- Task description:
Duplicate the part of the passage on sleep and travel below, between "Apparently, the most" and "light we need.", inclusive.

- Passage to read:
>> BEGIN

Apparently, the most important factor in adjusting that clock is exposure to light. Loads of light. We thought of making some sort of portable lamp that an executive could sit in front of for a while, but as anyone who has ever squinted at the bright sky or even just a bright wall in full daylight knows, the sun is one heck of a bright lamp and the papers agreed, that’s the kind of light we need.
Here’s what I do. I just sleep whenever I can. I sleep on the plane as much as possible (not much) regardless of what direction I am going in. I take catnaps in the airports while waiting to change planes (set an alarm if you have to). I move slowly and quietly and do as little as possible until I finally get to my destination and get ready to sync up. If I arrive at night, I sleep some more, as much as I can, even if it means lying in bed staring at the ceiling, I still pretend to sleep. If I arrive in the day time, I go to bed as soon as I can after the sun sets.

>> END

[Source records]
>> BEGIN

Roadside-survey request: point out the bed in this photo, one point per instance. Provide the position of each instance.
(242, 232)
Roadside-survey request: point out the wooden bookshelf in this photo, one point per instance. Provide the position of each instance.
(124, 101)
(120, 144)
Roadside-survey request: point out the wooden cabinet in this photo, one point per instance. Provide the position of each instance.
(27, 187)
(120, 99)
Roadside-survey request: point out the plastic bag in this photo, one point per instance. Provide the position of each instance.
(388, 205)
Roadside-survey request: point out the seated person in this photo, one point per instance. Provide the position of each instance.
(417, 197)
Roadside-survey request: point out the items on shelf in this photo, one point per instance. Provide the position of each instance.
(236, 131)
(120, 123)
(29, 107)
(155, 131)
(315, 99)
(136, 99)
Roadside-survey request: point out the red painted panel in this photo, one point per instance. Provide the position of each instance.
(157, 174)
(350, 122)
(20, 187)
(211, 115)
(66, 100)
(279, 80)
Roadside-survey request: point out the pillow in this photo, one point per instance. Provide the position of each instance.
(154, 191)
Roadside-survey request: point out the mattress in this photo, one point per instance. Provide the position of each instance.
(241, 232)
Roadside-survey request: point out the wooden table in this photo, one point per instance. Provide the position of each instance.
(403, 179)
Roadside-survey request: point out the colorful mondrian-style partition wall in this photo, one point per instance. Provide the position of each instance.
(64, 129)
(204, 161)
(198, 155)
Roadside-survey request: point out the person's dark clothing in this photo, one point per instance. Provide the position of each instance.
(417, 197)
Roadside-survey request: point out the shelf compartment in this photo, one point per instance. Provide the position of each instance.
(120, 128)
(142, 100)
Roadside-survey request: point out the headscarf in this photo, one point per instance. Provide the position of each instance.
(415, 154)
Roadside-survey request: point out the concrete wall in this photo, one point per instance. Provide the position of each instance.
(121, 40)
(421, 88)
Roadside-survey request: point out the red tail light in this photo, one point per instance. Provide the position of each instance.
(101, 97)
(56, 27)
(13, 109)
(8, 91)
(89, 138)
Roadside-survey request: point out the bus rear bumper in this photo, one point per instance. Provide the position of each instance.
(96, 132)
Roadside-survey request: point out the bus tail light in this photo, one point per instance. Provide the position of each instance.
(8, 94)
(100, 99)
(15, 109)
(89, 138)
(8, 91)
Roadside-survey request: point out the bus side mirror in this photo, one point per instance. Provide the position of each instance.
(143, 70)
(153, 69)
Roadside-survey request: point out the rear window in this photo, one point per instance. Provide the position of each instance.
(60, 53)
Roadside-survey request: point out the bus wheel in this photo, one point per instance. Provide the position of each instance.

>> END

- Written response:
Apparently, the most important factor in adjusting that clock is exposure to light. Loads of light. We thought of making some sort of portable lamp that an executive could sit in front of for a while, but as anyone who has ever squinted at the bright sky or even just a bright wall in full daylight knows, the sun is one heck of a bright lamp and the papers agreed, that’s the kind of light we need.